• _Excerpted passage_
Of course, the other big moment is that if we’re getting Thrawn here, and it is episode six, we have to get some time with Ezra. Thrawn honors the deal, from a certain point of view, that Baylan made and has his troopers return her armor and weapons and provides a beast to ride and some supplies. The idea being that they roughly know where Ezra operates and she can lead them right to him and eliminate him once and for all. Sabine’s journey reminded me of some of Artoo and Threepio’s desert journey in A New Hope as she looks for him, especially in how it slows things down. You’re watching it and kind of like, get to it already, wishing it had a bit of the urgency of the animated series. Her bonding with the Howler beast is interesting and we get a lot of fun when she encounters the small Noti people that Ezra has aligned himself with in a way. They have that kind of Jawa-like element to them because of their size and it lends itself to some of the elements of The Last Jedi with the small bird creatures just in being cute and curious about things.

• _Directives_
1. In the episode review, what earlier film did Sabine's journey remind the writer of?
2. Extend the episode review with a paragraph that picks up after its last sentence.
You won't need the listing for this.

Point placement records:
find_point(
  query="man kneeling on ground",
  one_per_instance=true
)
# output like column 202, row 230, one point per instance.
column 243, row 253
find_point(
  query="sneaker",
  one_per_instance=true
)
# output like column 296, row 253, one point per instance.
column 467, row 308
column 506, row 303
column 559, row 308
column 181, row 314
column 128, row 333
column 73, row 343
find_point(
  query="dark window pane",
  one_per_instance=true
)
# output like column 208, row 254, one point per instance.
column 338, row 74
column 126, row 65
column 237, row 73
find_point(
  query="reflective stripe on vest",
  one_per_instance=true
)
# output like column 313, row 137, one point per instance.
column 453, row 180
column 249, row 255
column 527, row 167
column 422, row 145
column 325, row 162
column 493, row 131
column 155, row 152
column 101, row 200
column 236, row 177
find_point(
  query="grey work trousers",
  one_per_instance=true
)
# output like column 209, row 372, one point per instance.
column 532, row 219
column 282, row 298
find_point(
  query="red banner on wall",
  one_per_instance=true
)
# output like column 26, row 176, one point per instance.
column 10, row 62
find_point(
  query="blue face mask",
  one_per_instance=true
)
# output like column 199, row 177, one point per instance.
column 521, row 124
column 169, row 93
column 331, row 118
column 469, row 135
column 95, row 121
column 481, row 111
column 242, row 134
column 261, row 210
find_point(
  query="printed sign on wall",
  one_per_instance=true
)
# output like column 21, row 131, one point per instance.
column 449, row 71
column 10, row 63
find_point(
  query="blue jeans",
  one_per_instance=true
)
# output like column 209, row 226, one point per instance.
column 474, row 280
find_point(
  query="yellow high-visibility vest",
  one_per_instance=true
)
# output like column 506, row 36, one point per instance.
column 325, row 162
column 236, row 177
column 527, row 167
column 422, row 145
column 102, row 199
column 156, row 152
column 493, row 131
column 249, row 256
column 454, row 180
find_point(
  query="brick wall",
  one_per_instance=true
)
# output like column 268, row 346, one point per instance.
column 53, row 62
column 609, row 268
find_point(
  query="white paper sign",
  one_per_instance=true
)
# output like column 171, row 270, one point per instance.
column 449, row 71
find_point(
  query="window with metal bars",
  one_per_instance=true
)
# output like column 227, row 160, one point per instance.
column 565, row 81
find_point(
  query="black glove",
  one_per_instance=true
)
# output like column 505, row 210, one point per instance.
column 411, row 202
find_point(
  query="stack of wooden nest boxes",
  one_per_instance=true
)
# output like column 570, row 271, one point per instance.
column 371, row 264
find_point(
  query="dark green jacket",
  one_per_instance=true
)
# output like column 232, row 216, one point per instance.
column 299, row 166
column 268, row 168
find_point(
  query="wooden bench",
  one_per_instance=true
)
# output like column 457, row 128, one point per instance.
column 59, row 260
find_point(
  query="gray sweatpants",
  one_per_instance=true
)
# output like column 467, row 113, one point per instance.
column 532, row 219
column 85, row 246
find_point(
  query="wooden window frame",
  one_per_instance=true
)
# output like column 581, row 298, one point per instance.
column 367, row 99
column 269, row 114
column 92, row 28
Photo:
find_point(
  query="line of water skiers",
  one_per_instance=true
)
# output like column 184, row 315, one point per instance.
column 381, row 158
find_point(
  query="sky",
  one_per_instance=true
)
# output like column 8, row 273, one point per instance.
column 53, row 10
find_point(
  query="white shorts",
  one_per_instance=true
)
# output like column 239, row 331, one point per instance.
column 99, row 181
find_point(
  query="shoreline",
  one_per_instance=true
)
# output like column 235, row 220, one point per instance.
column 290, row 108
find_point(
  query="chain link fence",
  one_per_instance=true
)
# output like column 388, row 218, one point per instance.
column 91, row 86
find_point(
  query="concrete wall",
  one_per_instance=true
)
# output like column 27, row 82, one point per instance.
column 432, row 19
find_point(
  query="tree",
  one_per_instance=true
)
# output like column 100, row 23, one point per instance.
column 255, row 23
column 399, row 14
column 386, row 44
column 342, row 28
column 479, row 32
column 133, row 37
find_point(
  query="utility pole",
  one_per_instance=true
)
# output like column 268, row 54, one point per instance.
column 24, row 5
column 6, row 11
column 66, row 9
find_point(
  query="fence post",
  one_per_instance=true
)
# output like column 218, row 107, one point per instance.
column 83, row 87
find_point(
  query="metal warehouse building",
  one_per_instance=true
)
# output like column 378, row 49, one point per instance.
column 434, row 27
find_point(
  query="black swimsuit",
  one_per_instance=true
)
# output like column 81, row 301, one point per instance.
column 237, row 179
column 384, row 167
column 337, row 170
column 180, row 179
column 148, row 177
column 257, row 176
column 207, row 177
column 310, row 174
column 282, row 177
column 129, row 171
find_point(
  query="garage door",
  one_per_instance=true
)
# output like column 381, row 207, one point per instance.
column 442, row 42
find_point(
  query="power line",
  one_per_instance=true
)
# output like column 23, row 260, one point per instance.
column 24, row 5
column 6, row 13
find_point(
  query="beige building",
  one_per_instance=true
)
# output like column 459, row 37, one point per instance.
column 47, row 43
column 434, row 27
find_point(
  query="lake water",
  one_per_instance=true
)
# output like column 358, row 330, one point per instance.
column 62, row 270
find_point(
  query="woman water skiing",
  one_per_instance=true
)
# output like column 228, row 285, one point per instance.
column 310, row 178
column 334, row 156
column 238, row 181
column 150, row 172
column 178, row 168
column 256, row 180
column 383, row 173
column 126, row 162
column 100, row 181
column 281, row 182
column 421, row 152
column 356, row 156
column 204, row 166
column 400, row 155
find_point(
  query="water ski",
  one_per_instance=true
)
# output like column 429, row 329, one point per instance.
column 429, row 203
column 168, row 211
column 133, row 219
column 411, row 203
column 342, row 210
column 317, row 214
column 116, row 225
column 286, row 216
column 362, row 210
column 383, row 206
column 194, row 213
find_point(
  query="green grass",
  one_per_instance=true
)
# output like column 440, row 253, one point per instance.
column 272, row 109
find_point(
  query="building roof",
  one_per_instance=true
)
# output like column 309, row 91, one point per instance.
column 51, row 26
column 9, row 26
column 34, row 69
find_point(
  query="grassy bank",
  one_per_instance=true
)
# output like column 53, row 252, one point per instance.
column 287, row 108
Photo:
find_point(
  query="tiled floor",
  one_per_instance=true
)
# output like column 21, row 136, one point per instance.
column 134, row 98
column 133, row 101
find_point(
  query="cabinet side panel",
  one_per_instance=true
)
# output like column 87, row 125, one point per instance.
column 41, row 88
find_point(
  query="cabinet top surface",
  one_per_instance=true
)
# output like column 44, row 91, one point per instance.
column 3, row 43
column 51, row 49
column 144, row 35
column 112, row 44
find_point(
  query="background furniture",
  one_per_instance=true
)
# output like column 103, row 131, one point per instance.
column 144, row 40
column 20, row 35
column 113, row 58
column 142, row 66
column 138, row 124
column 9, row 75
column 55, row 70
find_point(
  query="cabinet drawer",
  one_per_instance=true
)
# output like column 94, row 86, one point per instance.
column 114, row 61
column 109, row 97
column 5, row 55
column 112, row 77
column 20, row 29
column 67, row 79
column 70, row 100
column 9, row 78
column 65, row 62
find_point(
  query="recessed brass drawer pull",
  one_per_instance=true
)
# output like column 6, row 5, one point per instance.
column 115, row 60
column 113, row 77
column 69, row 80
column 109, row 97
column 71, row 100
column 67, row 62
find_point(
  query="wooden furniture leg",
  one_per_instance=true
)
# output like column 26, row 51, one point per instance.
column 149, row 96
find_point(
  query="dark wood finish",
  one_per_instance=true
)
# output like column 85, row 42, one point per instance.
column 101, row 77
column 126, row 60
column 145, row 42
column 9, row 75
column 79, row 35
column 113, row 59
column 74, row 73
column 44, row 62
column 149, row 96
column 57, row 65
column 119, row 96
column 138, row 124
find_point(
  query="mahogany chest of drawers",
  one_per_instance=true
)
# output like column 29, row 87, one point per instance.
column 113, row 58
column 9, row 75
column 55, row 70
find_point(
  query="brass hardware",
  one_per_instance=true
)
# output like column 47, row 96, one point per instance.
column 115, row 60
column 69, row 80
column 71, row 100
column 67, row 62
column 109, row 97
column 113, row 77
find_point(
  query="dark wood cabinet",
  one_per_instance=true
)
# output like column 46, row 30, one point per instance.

• _Answers to the exercise_
1. A New Hope, specifically Artoo and Threepio's desert journey.

2.
But getting that moment, finally, when Ezra steps out and looks exactly like his father, that delivers. That he’s still fairly jovial and light, joking about how it took her long enough to get there, hits right. This is family. These two are close after their years fighting against the Empire together. And yes, I would have liked to have had Sabine go right into “Here’s what we’re dealing with ” mode, I also appreciate the moments of them just connecting with each other and looking each other up and down to see what’s what. Ezra doesn’t get to do enough here to really stand out in a way but it gets things moving in this direction and I’m really curious to see what explorations we get of him (and Thrawn) for this lost decade of theirs.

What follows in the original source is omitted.